Keep the pictures out and restate every record exactly.

══ Provided data ══

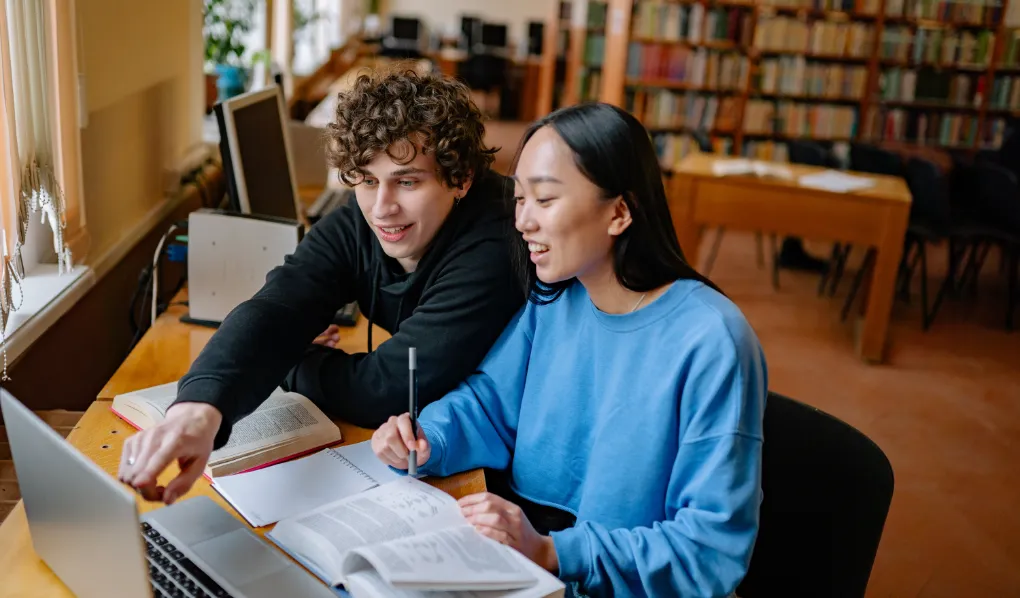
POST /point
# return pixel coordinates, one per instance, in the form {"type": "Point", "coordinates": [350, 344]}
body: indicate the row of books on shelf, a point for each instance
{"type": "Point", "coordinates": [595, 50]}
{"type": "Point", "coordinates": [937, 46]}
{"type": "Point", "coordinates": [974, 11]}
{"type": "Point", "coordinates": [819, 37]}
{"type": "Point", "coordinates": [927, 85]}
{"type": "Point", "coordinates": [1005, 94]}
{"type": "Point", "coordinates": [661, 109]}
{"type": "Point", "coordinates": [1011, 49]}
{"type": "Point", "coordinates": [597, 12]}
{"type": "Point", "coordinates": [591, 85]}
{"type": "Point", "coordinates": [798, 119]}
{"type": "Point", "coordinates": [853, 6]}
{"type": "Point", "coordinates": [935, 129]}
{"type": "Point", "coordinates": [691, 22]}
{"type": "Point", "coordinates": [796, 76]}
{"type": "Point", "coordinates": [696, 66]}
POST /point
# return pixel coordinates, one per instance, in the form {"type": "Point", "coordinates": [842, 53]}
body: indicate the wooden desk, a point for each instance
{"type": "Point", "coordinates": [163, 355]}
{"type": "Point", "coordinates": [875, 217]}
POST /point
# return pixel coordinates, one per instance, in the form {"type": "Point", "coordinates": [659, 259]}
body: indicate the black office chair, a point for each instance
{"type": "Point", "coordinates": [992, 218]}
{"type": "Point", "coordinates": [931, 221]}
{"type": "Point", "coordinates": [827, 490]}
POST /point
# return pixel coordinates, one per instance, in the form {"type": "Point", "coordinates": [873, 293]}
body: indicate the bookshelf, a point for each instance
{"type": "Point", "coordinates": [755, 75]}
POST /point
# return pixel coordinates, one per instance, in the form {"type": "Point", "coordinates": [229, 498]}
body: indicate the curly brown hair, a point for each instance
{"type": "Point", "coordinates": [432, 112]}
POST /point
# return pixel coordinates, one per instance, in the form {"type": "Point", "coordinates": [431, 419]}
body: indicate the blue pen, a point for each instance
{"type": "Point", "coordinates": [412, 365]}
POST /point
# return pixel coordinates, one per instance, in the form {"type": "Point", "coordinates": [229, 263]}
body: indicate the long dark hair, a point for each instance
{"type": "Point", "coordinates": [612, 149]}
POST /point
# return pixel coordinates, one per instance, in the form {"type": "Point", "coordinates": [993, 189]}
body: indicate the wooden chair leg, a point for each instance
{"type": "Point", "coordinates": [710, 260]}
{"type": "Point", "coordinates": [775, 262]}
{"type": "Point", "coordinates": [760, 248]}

═══

Answer for this exercise:
POST /point
# return pixel coordinates, one per instance, in the form {"type": "Point", "coordinates": [350, 344]}
body: indicate the row of books on shelf, a point for each instance
{"type": "Point", "coordinates": [595, 50]}
{"type": "Point", "coordinates": [937, 46]}
{"type": "Point", "coordinates": [974, 11]}
{"type": "Point", "coordinates": [819, 37]}
{"type": "Point", "coordinates": [927, 85]}
{"type": "Point", "coordinates": [1005, 94]}
{"type": "Point", "coordinates": [661, 109]}
{"type": "Point", "coordinates": [1011, 49]}
{"type": "Point", "coordinates": [597, 12]}
{"type": "Point", "coordinates": [591, 85]}
{"type": "Point", "coordinates": [798, 119]}
{"type": "Point", "coordinates": [853, 6]}
{"type": "Point", "coordinates": [935, 129]}
{"type": "Point", "coordinates": [691, 22]}
{"type": "Point", "coordinates": [796, 76]}
{"type": "Point", "coordinates": [696, 66]}
POST /point
# return pixel coordinates, one per instance, in the form {"type": "Point", "coordinates": [842, 53]}
body: indicate the wooden desk, a point for each instance
{"type": "Point", "coordinates": [163, 355]}
{"type": "Point", "coordinates": [875, 217]}
POST /point
# return pixel coordinates, one per instance, in the form {"type": "Point", "coordinates": [659, 259]}
body: indicate the black office chair, a point for each instance
{"type": "Point", "coordinates": [992, 218]}
{"type": "Point", "coordinates": [931, 221]}
{"type": "Point", "coordinates": [827, 490]}
POST /point
# return pixel coordinates, one per instance, in the form {"type": "Point", "coordinates": [873, 293]}
body: indicate the bookshelf, a point for each instance
{"type": "Point", "coordinates": [755, 75]}
POST /point
# return pixel coordinates, one per instance, in the form {"type": "Point", "coordinates": [229, 498]}
body: indicate the curly brown hair, a point for each instance
{"type": "Point", "coordinates": [432, 112]}
POST /point
# return pixel coordinates, one per instance, in the form {"type": "Point", "coordinates": [431, 419]}
body: indicate the blue pen, a point for each instance
{"type": "Point", "coordinates": [412, 365]}
POST /point
# return pixel coordinates, one per instance, in the form {"type": "Point", "coordinates": [229, 263]}
body: indicate the long dark hair, a point for each instance
{"type": "Point", "coordinates": [612, 149]}
POST /point
# return pixel coordinates, one per instance, in the form {"type": "Point", "coordinates": [993, 189]}
body: indicate the wooden chair leg, a point for each instance
{"type": "Point", "coordinates": [710, 260]}
{"type": "Point", "coordinates": [775, 262]}
{"type": "Point", "coordinates": [760, 248]}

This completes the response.